* **Task data**:
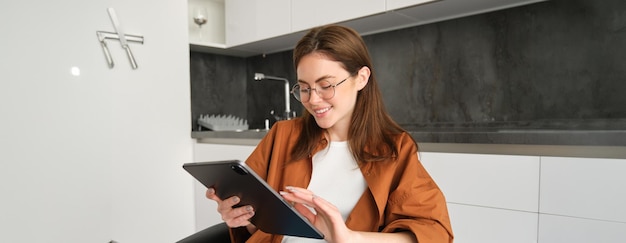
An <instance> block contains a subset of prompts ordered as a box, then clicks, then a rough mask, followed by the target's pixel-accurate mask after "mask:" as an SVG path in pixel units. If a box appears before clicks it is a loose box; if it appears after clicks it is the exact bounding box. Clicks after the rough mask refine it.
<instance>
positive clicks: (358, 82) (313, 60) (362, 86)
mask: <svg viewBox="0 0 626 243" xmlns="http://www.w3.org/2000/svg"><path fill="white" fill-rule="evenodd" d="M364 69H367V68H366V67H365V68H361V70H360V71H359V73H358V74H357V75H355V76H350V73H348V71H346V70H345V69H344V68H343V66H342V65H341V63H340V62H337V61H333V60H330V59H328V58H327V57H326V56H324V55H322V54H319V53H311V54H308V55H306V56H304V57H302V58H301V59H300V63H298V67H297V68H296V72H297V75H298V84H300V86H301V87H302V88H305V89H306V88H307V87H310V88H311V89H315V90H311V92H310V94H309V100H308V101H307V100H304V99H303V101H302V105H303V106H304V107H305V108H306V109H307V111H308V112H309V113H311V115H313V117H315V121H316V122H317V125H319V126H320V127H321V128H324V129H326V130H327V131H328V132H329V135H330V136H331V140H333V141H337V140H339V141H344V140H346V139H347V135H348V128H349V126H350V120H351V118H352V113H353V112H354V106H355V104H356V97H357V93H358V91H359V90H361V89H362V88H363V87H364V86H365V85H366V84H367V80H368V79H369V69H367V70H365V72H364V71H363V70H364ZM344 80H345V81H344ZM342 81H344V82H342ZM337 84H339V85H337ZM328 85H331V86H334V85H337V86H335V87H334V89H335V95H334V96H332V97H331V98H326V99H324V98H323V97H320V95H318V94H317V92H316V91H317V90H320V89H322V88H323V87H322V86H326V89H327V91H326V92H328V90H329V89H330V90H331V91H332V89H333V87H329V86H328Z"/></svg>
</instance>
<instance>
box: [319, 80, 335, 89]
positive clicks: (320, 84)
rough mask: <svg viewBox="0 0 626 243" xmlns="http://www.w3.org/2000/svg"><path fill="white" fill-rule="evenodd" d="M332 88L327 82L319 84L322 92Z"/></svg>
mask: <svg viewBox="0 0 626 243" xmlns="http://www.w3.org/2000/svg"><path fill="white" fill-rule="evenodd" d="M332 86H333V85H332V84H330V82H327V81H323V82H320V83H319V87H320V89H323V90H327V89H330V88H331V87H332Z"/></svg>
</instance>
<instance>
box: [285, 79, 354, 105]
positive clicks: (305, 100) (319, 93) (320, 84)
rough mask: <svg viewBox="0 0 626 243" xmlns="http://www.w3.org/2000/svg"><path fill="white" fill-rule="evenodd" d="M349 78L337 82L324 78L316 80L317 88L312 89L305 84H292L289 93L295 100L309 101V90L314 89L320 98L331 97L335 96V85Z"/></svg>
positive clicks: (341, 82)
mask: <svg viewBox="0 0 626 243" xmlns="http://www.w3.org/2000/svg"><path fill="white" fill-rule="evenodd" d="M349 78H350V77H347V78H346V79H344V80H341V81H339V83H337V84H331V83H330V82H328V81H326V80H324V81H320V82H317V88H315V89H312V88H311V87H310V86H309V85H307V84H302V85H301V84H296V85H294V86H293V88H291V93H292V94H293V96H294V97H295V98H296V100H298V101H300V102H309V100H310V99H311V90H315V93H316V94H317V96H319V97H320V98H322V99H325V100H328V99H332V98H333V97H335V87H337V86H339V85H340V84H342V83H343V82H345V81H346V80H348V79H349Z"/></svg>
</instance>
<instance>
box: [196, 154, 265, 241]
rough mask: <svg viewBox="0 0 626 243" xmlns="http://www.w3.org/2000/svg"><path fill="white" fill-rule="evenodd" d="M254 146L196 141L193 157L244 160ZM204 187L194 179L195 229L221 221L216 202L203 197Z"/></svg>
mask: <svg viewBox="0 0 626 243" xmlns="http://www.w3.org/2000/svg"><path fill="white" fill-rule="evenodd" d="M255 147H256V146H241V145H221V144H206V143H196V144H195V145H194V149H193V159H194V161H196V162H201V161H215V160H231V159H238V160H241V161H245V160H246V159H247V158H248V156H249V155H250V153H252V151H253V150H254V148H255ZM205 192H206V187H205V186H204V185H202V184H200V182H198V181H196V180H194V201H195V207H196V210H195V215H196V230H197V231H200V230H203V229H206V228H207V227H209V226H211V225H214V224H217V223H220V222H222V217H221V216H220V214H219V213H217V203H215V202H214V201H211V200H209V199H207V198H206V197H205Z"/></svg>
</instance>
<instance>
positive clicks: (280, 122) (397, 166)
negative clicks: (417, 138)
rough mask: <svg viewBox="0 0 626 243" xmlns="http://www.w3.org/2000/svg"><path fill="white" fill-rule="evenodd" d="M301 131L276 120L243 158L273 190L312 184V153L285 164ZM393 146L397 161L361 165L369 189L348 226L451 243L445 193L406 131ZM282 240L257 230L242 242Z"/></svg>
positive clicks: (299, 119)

* **What you should do**: The entries above are to be printed again word for word, with every picture removed.

* **Task output**:
An <instance> block contains a subset of prompts ordered as a box, then clicks, then a rough mask, followed by the target's pixel-accurate mask after "mask:" as an SVG path in pixel units. If a box appears before clicks it is a loose box; if it appears after clicks it is the exact bounding box. Clicks after the rough mask refine it.
<instance>
positive clicks: (358, 82) (313, 60) (362, 86)
mask: <svg viewBox="0 0 626 243" xmlns="http://www.w3.org/2000/svg"><path fill="white" fill-rule="evenodd" d="M364 69H367V68H366V67H365V68H361V70H360V71H359V73H358V74H357V75H355V76H350V73H348V71H346V70H345V69H344V68H343V66H342V65H341V63H340V62H337V61H333V60H330V59H328V58H327V57H326V56H324V55H322V54H319V53H311V54H308V55H306V56H304V57H302V58H301V59H300V63H298V67H297V68H296V72H297V75H298V84H300V86H301V87H302V88H305V89H306V88H307V87H310V88H311V89H315V90H311V92H310V94H309V100H308V101H307V100H304V99H303V101H302V105H303V106H304V107H305V108H306V109H307V111H308V112H309V113H311V115H313V117H315V121H316V122H317V125H319V126H320V127H321V128H324V129H326V130H327V131H328V132H329V135H330V136H331V140H333V141H337V140H339V141H344V140H346V139H347V135H348V128H349V126H350V120H351V118H352V113H353V112H354V106H355V104H356V97H357V93H358V91H359V90H361V89H362V88H363V87H364V86H365V85H366V84H367V80H368V79H369V69H367V70H365V72H364V71H363V70H364ZM344 80H345V81H344ZM342 81H344V82H342ZM337 84H339V85H337ZM328 85H331V86H334V85H337V86H335V87H334V89H335V95H334V96H332V97H331V98H326V99H324V98H323V97H320V95H318V94H317V92H316V91H317V90H320V89H322V88H323V87H322V86H326V89H327V91H326V92H328V90H329V89H330V90H331V91H332V89H333V87H329V86H328Z"/></svg>
</instance>
<instance>
box: [319, 80, 335, 89]
positive clicks: (320, 84)
rough mask: <svg viewBox="0 0 626 243" xmlns="http://www.w3.org/2000/svg"><path fill="white" fill-rule="evenodd" d="M332 88L327 82L319 84L322 92Z"/></svg>
mask: <svg viewBox="0 0 626 243" xmlns="http://www.w3.org/2000/svg"><path fill="white" fill-rule="evenodd" d="M332 86H333V85H332V84H330V82H327V81H323V82H320V83H319V87H320V89H323V90H327V89H330V88H331V87H332Z"/></svg>
</instance>
<instance>
box: [285, 79, 354, 105]
positive clicks: (305, 100) (319, 93) (320, 84)
rough mask: <svg viewBox="0 0 626 243" xmlns="http://www.w3.org/2000/svg"><path fill="white" fill-rule="evenodd" d="M349 78L337 82L324 78L316 80L317 88L312 89L305 84H292L289 93L295 100L309 101V90L314 89L320 98L331 97L335 96V85Z"/></svg>
positive clicks: (341, 82)
mask: <svg viewBox="0 0 626 243" xmlns="http://www.w3.org/2000/svg"><path fill="white" fill-rule="evenodd" d="M349 78H350V77H347V78H346V79H344V80H341V81H339V83H337V84H331V83H330V82H328V81H326V80H324V81H320V82H317V88H315V89H312V88H311V87H310V86H309V85H307V84H302V85H301V84H296V85H294V86H293V88H291V93H292V94H293V96H294V97H295V98H296V100H298V101H300V102H309V100H310V99H311V90H315V93H316V94H317V96H319V97H320V98H322V99H325V100H328V99H332V98H333V97H335V87H337V86H339V85H340V84H342V83H343V82H345V81H346V80H348V79H349Z"/></svg>
</instance>
<instance>
box: [196, 154, 265, 241]
rough mask: <svg viewBox="0 0 626 243" xmlns="http://www.w3.org/2000/svg"><path fill="white" fill-rule="evenodd" d="M254 146L196 141L193 157L244 160ZM204 187L194 179L195 229L221 221L216 202L203 197Z"/></svg>
mask: <svg viewBox="0 0 626 243" xmlns="http://www.w3.org/2000/svg"><path fill="white" fill-rule="evenodd" d="M255 147H256V146H241V145H221V144H206V143H196V144H195V145H194V149H193V159H194V161H196V162H201V161H215V160H231V159H238V160H241V161H245V160H246V159H247V158H248V156H249V155H250V153H252V151H253V150H254V148H255ZM205 192H206V187H205V186H204V185H202V184H200V182H198V181H196V180H194V201H195V207H196V210H195V215H196V230H197V231H200V230H203V229H206V228H207V227H209V226H211V225H214V224H217V223H220V222H222V217H221V216H220V214H219V213H217V203H215V202H214V201H211V200H209V199H207V198H206V197H205Z"/></svg>
</instance>
<instance>
positive clicks: (280, 122) (397, 166)
negative clicks: (417, 138)
rough mask: <svg viewBox="0 0 626 243" xmlns="http://www.w3.org/2000/svg"><path fill="white" fill-rule="evenodd" d="M301 131L276 120L243 158L273 190L312 184V153L285 164ZM393 146L397 161L361 165L369 189L348 226L451 243L445 193L406 131ZM282 240L257 230L242 242Z"/></svg>
positive clicks: (299, 119)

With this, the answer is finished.